WHAT TO PRODUCE: Each entry below is to be duplicated verbatim.
** begin **
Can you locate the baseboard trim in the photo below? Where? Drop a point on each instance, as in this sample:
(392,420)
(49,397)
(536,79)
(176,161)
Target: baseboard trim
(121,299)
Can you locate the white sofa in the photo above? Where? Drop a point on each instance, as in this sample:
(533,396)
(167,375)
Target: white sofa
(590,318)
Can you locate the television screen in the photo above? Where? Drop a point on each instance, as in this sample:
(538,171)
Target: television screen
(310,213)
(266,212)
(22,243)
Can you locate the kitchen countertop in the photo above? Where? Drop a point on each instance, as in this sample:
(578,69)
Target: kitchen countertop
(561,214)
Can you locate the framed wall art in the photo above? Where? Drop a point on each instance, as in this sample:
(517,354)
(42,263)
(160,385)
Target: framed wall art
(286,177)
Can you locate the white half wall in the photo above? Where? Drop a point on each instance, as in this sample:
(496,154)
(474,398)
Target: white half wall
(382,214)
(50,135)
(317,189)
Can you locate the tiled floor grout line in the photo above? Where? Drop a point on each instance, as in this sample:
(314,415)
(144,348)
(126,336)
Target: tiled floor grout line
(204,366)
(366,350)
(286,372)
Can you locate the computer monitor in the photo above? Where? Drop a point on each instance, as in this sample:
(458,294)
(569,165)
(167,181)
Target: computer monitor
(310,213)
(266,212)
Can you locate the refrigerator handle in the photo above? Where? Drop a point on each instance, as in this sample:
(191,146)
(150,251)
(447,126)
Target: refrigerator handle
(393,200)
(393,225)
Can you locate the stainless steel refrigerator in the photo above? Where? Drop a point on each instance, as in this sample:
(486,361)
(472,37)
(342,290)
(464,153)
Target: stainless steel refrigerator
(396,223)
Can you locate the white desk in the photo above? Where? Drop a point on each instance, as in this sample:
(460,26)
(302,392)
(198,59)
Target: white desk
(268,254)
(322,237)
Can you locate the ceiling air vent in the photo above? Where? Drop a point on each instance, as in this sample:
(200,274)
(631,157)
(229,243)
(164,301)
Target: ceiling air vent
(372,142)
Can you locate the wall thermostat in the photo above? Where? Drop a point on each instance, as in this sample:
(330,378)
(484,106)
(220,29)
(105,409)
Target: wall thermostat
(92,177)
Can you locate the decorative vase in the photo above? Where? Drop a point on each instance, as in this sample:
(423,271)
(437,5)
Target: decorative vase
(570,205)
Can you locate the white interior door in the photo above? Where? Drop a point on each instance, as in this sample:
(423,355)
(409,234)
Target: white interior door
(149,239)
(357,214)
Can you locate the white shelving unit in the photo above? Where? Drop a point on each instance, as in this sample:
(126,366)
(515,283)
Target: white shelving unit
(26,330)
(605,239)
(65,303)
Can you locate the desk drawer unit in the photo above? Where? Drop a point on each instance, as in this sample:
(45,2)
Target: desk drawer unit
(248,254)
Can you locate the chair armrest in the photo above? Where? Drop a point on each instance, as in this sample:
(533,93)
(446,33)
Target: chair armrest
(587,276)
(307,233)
** end **
ANSWER IN FULL:
Can you locate the baseboard trim in the photo below? Where? Drop a point on each instance, as in this sample:
(392,420)
(49,397)
(536,79)
(176,161)
Target: baseboard trim
(121,299)
Can you locate the white sofa in the photo above? Where? Drop a point on each instance, as in this sample:
(533,396)
(167,375)
Target: white sofa
(590,318)
Can you locate the television screen in the photo above? Where? Drop a point on each instance, as in this sample:
(538,171)
Target: television screen
(310,213)
(266,212)
(22,243)
Can you locate the kitchen countertop in the photo above? Where? Drop a point on each instance, as in this sample:
(578,69)
Target: kitchen countertop
(561,214)
Can you locate the framed wall art in the photo above? Where? Drop a point on each instance, as in this sample:
(517,354)
(42,263)
(160,385)
Target: framed wall art
(286,177)
Can you locate the white half wall in the photo above? Where? Drop a point on each instance, as in this sample:
(496,154)
(474,398)
Target: white half wall
(382,214)
(50,135)
(317,189)
Can you locate the tiled floor grout line in the photo above? Where? Drop a point on each instance, as in this sample:
(314,415)
(144,348)
(126,336)
Target: tiled floor grout line
(204,366)
(366,350)
(286,372)
Can you locate the computer monitor in the photo above? Where? Drop a point on each instance, as in this sample:
(458,294)
(569,165)
(167,181)
Target: computer monitor
(310,213)
(266,212)
Can you locate the refrigerator handle in the photo above? Where? Drop a point on each instance, as in this sample:
(191,146)
(150,251)
(447,126)
Target: refrigerator handle
(393,200)
(393,225)
Can you locate the stainless steel refrigerator in the photo above? Where? Drop a point on each instance, as in this sample:
(486,361)
(472,37)
(342,290)
(464,153)
Target: stainless steel refrigerator
(396,223)
Can you locate the white desk in the photo above? Where? Drop a point on each instance, as in this sample:
(460,26)
(302,392)
(198,59)
Target: white desk
(268,254)
(322,237)
Can you locate the ceiling air vent in the photo above? Where? Drop a point on each instance, as in this sample:
(200,274)
(631,157)
(229,243)
(164,301)
Target: ceiling air vent
(372,142)
Can you locate the wall thermostat in the photo above? Where? Drop a point on each instance, as in this sample:
(330,378)
(484,106)
(220,29)
(105,409)
Target: wall thermostat
(92,177)
Can you locate the decorative vase in the photo above? Where? Drop a point on each instance, as in this sample:
(423,271)
(437,5)
Target: decorative vase
(570,205)
Can you locate the white interior door in the photo above? Where? Drop a point on each instance, as in this sample:
(423,355)
(409,234)
Target: white interior door
(149,239)
(357,214)
Can you locate the white shelving unit in the photo above? Where? Drop a point on each instance, as in this sample:
(126,366)
(515,283)
Target: white shelving unit
(26,330)
(605,239)
(65,303)
Can you locate the desk drawer unit in the photo above? Where? Drop a point on each instance, as in this sample:
(45,2)
Target: desk drawer unit
(248,254)
Can you locate the chair armrest in the photo above? Where? Drop a point on each instance, as in this sample:
(533,93)
(446,33)
Target: chair armrest
(587,276)
(307,233)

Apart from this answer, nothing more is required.